Passage to read:
** begin **

1. Leg 183 Summary: Kerguelen Plateau-Broken Ridge—A Large Igneous Province1

Shipboard Scientific Party2

ABSTRACT

Most of the Kerguelen Plateau and Broken Ridge formed as a single giant oceanic plateau in Cretaceous time. During Ocean Drilling Program Leg 183, igneous basement rock and sediment cores were obtained from five sites on the Kerguelen Plateau and two on Broken Ridge. Based on the recovery of basalt, other igneous rocks, and interbedded and overlying sediment, we found that

  1. From south to north, the age of the uppermost crust forming this very large igneous province (LIP) decreases, possibly in steps (i.e., ~110 Ma in the southern Kerguelen Plateau, ~85 to 95 Ma in the central Kerguelen Plateau, Broken Ridge, and Elan Bank, and 35 Ma in the northern Kerguelen Plateau); the submarine igneous basement of Elan Bank and the northern Kerguelen Plateau had not been previously sampled.

** end **

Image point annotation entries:
** begin **

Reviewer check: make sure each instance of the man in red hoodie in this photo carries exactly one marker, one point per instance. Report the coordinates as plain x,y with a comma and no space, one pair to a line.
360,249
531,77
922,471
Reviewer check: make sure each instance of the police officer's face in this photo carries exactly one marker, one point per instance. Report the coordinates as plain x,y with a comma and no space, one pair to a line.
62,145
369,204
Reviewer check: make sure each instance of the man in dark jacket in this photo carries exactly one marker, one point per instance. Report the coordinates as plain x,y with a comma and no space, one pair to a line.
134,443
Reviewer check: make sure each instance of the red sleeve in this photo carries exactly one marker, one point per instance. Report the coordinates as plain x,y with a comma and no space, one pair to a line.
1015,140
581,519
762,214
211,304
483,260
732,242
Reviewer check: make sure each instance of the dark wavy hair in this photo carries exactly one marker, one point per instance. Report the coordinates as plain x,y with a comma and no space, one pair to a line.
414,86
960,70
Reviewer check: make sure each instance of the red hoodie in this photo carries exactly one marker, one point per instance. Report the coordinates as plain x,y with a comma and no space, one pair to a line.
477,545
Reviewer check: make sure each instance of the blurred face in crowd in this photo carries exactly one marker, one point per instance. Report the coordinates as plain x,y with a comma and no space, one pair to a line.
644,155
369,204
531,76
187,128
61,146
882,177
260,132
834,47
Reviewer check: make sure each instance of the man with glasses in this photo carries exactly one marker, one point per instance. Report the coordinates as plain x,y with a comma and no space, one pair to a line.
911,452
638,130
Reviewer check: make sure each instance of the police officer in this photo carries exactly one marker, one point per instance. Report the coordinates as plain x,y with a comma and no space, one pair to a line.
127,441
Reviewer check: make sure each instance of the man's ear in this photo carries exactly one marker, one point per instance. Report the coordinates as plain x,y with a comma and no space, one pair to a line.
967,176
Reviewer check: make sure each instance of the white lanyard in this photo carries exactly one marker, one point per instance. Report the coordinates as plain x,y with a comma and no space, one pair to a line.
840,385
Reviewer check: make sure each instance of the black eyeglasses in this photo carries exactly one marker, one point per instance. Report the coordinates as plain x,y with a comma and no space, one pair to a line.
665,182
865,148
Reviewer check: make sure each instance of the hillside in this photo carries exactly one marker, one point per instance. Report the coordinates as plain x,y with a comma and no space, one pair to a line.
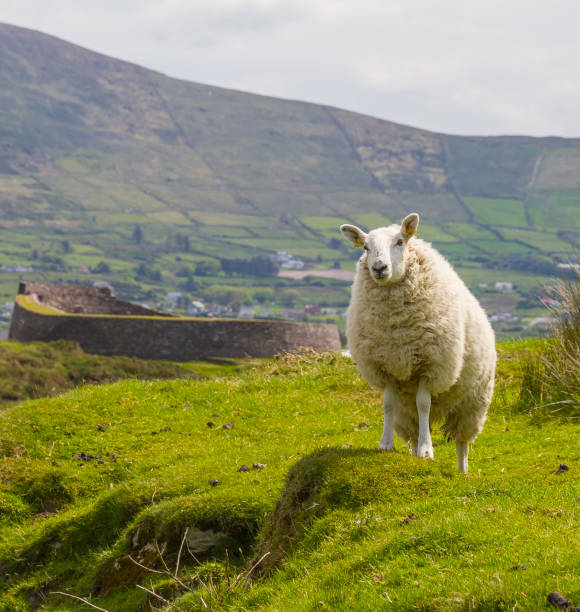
150,471
92,147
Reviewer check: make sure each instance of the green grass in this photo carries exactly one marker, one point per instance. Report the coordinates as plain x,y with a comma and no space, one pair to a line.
545,241
346,526
372,220
38,369
494,211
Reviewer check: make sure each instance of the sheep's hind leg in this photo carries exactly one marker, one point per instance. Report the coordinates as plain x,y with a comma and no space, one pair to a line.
389,401
424,444
462,449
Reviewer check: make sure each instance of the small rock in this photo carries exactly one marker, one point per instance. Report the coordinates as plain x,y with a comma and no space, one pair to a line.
562,468
558,600
407,519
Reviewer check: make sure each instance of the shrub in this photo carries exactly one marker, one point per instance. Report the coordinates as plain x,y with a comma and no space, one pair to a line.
551,380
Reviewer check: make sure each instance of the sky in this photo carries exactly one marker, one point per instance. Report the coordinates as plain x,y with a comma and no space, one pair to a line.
483,67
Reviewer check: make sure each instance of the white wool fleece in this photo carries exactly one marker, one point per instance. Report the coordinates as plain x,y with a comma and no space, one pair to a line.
424,326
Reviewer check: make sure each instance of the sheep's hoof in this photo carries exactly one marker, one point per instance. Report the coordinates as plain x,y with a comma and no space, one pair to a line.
425,451
389,447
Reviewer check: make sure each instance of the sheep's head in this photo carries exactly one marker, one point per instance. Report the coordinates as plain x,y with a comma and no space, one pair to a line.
385,248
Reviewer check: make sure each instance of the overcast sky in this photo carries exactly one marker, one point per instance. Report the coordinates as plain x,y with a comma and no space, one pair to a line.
454,66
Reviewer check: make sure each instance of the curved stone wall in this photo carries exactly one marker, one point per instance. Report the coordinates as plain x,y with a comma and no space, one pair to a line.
162,337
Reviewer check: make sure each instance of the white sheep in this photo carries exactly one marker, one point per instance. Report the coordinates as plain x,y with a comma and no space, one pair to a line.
417,333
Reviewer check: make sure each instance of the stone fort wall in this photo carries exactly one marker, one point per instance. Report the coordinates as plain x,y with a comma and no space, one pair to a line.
103,325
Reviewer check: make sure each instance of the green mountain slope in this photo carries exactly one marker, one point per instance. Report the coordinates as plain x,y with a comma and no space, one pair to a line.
91,146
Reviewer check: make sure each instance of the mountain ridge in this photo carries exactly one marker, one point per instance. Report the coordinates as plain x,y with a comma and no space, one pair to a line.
92,147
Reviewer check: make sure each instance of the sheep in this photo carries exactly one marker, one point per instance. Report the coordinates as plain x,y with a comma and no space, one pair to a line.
417,334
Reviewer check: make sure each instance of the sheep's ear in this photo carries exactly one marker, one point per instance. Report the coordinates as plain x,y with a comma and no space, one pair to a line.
410,225
354,234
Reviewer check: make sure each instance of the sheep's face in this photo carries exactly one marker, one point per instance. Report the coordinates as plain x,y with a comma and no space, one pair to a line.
386,248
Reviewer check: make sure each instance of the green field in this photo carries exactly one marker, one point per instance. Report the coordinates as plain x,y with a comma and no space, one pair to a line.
497,211
104,472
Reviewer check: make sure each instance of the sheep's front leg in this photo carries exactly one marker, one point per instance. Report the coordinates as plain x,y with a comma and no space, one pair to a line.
389,401
424,444
462,449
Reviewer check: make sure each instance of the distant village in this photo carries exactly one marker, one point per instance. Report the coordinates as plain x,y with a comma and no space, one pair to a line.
176,301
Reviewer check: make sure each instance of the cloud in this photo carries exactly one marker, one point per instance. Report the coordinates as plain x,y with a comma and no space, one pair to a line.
460,67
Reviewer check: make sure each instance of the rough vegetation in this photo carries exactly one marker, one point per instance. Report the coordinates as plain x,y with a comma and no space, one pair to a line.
182,487
109,171
38,369
552,375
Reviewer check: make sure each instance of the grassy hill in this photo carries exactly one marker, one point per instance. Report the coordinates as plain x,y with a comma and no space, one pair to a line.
104,485
91,147
39,369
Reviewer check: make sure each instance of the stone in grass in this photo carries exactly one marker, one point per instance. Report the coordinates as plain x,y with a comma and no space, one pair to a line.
407,519
560,601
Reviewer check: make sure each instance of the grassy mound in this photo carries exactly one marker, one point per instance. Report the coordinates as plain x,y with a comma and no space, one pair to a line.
39,369
265,490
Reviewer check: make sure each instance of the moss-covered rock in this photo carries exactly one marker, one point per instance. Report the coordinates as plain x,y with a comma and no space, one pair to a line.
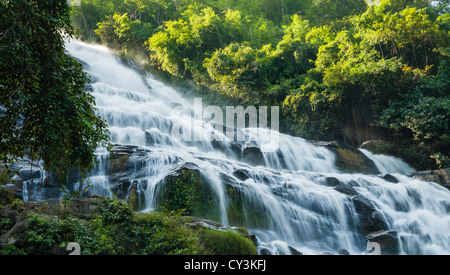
7,196
242,210
104,226
351,160
186,189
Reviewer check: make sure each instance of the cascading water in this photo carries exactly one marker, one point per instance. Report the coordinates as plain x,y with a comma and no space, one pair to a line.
292,191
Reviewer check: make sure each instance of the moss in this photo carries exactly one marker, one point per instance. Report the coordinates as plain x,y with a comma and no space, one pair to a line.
7,196
243,211
226,243
116,230
118,164
189,191
351,160
4,175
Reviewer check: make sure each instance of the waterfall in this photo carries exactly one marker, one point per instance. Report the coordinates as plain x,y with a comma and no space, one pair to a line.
302,200
389,164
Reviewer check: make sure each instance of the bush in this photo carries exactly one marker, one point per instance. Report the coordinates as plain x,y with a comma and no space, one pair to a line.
227,243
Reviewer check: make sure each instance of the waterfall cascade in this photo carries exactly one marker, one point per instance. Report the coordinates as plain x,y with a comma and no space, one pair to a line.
311,205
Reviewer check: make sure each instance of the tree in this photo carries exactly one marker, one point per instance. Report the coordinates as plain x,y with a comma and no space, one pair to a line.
43,104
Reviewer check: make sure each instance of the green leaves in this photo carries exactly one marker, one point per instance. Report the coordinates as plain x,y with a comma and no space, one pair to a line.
44,105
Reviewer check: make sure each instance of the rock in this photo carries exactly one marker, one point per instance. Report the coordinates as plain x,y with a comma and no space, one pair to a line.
389,178
241,174
7,196
185,188
371,145
347,190
388,241
29,173
441,176
253,155
330,181
370,218
294,251
349,159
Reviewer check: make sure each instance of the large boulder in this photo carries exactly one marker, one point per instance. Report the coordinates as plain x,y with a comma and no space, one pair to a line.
349,159
371,145
371,220
185,188
253,155
441,176
388,241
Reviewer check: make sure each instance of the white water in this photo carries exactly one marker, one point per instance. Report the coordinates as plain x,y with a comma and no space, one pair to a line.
305,213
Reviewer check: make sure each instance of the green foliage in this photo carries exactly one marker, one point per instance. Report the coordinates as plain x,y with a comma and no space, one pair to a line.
189,192
117,230
347,70
5,225
227,243
44,106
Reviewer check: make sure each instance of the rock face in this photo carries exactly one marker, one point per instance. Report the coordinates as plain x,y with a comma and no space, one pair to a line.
371,145
441,176
371,220
388,241
349,159
185,188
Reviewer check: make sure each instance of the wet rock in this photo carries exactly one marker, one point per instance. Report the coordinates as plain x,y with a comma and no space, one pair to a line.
371,145
349,159
241,174
388,241
441,176
294,251
253,155
347,190
7,196
186,188
389,178
370,218
330,181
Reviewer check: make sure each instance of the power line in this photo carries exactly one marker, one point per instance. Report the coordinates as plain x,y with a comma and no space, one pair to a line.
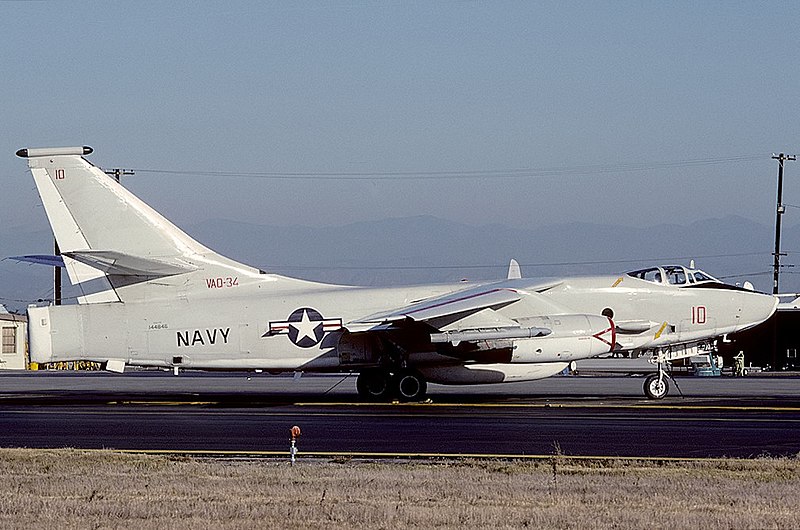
506,173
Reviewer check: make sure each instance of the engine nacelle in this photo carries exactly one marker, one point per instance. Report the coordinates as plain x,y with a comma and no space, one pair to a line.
573,337
476,374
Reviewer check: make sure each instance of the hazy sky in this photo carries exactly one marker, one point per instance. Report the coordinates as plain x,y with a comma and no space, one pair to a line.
616,97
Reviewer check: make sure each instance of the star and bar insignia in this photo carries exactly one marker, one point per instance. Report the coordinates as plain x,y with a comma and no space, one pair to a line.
305,326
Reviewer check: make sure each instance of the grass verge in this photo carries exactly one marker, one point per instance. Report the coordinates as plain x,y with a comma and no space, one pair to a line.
104,489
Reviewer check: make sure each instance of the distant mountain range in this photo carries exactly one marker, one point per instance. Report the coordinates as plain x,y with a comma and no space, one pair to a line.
428,249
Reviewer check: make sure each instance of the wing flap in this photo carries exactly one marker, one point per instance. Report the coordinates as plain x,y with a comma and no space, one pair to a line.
460,303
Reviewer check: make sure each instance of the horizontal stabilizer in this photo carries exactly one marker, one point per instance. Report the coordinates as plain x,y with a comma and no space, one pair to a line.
118,263
41,259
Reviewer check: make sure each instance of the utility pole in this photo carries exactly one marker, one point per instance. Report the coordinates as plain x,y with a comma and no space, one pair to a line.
781,158
56,276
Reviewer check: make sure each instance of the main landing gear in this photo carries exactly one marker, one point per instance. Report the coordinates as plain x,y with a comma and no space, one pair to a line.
379,384
656,385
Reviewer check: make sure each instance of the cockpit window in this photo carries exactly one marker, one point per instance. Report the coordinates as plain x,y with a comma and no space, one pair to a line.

** end **

Your tasks:
1. List each area in the Leg 183 summary's first numbered finding that is given an age, along with the age stated for it.
2. Write the next portion of the Leg 183 summary, picking up after its first numbered finding.
These records come from a separate source, unrelated to the Leg 183 summary.

Answers by task:
1.
- Southern Kerguelen Plateau: ~110 Ma
- Central Kerguelen Plateau: ~85 to 95 Ma
- Broken Ridge: ~85 to 95 Ma
- Elan Bank: ~85 to 95 Ma
- Northern Kerguelen Plateau: 35 Ma

2.
  2. The growth rate of the LIP at five of seven basement sites was sufficient to form a subaerial landmass. This was most spectacularly revealed at central Kerguelen Plateau Site 1138 by wood fragments in a dark brown sediment overlying the subaerially erupted lava flows, a result consistent with the charcoal and wood fragments in sediments overlying igneous rocks at Site 750 in the southern Kerguelen Plateau.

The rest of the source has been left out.